Tuesday, February 23, 2021

Some thoughts on Tenenbaum et al. 2020

I think it’s a really interesting and intuitive idea to add semantic constraints to the task of morphology identification. That said, I do wonder how much of the morphology prefixes and suffixes might already come for free from the initial speech segmentation process. (I’m reminded of work in Bayesian segmentation strategies, where we definitely get some morphology like -ing sliced off for free with some implementations.) If those morphology pieces are already available, perhaps it becomes easier to implement semantically-constrained generalization over morphology transforms. Here, it seems like a lot of struggle is in the plausibility of the particular algorithm chosen for identifying suffix morphology. Perhaps that could all be sidestepped.

Relatedly, a major issue for me was understanding how the algorithm underlying the developmental model works (more on this below). I’m unclear on what seem to be important implementational details if we want to make claims about cognitive plausibility. But I love the goal of increasing developmental plausibility!


Other specific thoughts:


(1) The goal of identifying transforms: In some sense, this is the foundation of morphology learning systems (e.g., Yang 2002, 2005, 2016) that assume the child already recognizes a derived form as an instance of a root form (e.g., kissed-kiss, drank-drink, sung-sing, went-go). For those approaches, the child knows “kissed” is the past tense of “kiss” and “drank” is the past tense of “drink” (typically because the child has an awareness of the meaning similarity). Then, the child tries to figure out if the -ed transformation or the -in- → -an- transformation is productive morphology. Here, it’s about recognizing valid morphology transforms to begin with (is -in- → -an- really a thing that relates drink-drank and sing-sang?), so it’s a precursor step.


(2) On computational modeling as a goal: For me, it’s funny to state outright that a goal is to build a computational model of some process. Left implicit is why someone would want to do this. (Of course, it’s because a computational model allows us to make concrete the cognitive process we think is going on -- here, a learning theory for morphology -- and then evaluate the predictions that implemented theory makes. But experience has taught me that it’s always a good idea to say this kind of thing explicitly.)


(3) Training GloVe representations on child-directed speech: I love this. It could well be that the nature of children’s input structures the meaning space in a different way than adult linguistic input does, and this could matter for capturing non-adult-like behavior in children.


(4) Morphology algorithm stuff: In general, some of the model implementation details are unclear for me, and it seems important to understand what they are if we want to make claims that a certain algorithm is capturing the cognitive computations that humans are doing.

────────

INSTRUCTIONS FOR THE TASK.
Pick up the blog post about Tenenbaum et al. 2020 right after its last sentence and write the next part of its discussion of morphology learning.

────────

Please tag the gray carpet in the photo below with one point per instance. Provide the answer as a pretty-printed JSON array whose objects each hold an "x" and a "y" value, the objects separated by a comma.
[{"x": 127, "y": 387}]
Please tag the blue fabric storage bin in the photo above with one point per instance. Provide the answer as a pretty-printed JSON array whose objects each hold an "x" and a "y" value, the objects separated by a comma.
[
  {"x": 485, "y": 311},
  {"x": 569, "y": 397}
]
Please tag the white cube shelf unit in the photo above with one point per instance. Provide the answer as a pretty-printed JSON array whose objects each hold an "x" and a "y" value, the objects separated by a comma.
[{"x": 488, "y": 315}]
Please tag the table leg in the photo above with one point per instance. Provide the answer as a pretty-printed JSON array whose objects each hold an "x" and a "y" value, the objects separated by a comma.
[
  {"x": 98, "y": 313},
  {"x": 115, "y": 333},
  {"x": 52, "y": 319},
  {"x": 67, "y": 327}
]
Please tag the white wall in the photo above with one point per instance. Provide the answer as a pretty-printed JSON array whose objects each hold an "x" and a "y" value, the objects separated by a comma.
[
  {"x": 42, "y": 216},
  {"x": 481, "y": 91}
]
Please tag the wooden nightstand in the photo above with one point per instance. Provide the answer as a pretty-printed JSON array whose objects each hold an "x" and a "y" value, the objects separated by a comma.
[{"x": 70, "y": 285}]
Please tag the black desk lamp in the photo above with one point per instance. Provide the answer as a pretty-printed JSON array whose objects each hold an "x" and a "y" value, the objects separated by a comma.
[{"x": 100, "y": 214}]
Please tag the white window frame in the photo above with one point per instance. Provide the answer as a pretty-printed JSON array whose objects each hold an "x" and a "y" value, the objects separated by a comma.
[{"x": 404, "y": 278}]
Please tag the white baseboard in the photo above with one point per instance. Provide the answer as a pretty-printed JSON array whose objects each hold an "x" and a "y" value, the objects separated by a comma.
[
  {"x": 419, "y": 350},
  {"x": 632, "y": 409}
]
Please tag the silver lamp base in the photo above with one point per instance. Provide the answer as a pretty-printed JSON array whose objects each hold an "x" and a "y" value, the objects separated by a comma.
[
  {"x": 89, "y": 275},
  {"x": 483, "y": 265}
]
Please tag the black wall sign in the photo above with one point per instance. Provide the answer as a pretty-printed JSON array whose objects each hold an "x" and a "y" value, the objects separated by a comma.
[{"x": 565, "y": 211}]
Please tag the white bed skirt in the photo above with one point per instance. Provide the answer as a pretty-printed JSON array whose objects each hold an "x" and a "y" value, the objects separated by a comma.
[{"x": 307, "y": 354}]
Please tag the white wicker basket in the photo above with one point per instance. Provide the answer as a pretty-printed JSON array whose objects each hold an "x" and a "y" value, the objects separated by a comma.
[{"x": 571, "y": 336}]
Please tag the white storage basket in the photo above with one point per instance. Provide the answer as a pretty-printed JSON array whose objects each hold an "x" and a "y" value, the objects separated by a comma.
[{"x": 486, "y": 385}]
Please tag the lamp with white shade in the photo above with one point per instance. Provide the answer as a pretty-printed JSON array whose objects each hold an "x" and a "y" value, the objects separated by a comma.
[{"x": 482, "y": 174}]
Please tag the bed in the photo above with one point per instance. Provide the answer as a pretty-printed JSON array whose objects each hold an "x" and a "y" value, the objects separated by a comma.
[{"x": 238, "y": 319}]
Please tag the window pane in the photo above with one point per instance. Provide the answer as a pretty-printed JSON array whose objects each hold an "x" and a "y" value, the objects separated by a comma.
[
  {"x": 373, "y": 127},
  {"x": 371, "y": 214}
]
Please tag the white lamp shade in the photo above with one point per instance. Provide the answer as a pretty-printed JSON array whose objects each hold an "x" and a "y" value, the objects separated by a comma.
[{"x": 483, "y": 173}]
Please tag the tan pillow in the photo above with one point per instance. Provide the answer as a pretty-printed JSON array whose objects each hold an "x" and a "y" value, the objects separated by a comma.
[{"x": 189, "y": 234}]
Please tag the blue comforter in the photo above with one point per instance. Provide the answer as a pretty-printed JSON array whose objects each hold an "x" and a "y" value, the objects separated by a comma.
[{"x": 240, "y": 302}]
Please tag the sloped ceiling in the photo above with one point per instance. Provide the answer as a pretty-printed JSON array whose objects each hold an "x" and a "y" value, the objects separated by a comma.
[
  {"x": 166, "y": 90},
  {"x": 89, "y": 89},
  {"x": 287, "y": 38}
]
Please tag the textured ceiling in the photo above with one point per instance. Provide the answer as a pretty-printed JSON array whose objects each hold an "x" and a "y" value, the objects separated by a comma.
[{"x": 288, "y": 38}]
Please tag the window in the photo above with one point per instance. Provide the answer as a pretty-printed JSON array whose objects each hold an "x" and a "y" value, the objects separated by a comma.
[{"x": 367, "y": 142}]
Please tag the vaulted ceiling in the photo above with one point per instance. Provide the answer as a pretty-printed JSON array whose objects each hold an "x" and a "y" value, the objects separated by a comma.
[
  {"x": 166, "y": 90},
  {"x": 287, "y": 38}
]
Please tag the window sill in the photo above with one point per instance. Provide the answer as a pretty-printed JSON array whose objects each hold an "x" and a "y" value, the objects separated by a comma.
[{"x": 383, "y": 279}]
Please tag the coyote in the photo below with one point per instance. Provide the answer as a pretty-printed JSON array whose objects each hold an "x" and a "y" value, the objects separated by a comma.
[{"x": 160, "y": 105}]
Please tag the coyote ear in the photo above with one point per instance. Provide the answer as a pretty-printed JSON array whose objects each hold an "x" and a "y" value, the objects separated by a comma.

────────

THE RESULT.
(a) Parameter P determines which sets (unmodeled, base, derived) the proposed base and derived elements can come from. So this means they don’t just come from the unmodeled set? I think I don’t understand what P is. Does this mean both the “base” and “derived” elements of a pair could come from, say, the “base” set? Later on, they discuss the actual P settings they consider, with respect to “static” vs “non-static”. I don’t quite know what’s going on there, though -- why do the additional three settings for the “Nonstatic” value intuitively connect to a “Nonstatic” rather than “Static” approach? It’s clearly something to do with allowing things to move in and out of the derived bin, in addition to in and out of the base bin...


(b) One step is to discard transforms that don’t meet a “threshold of overlap ratio”. What is this? Is this different from T? It seems like it, but what does it refer to?


(c) Another step is to rank remaining transforms according to the number of wordpairs they explain, with ties broken by token counts. So, token frequency does come back into play, even though the basic algorithm operates over types? I guess the frequencies come from the CHILDES data aggregates.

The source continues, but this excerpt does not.